**What you will do**
Every record should be written out again in full, with no character altered.

Segment Start: Exercise inputs

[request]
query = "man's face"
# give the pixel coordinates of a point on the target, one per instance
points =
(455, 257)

Segment End: Exercise inputs

**Answer box**
[request]
query = "man's face"
# give the pixel coordinates of a point on the target, one per instance
points =
(455, 257)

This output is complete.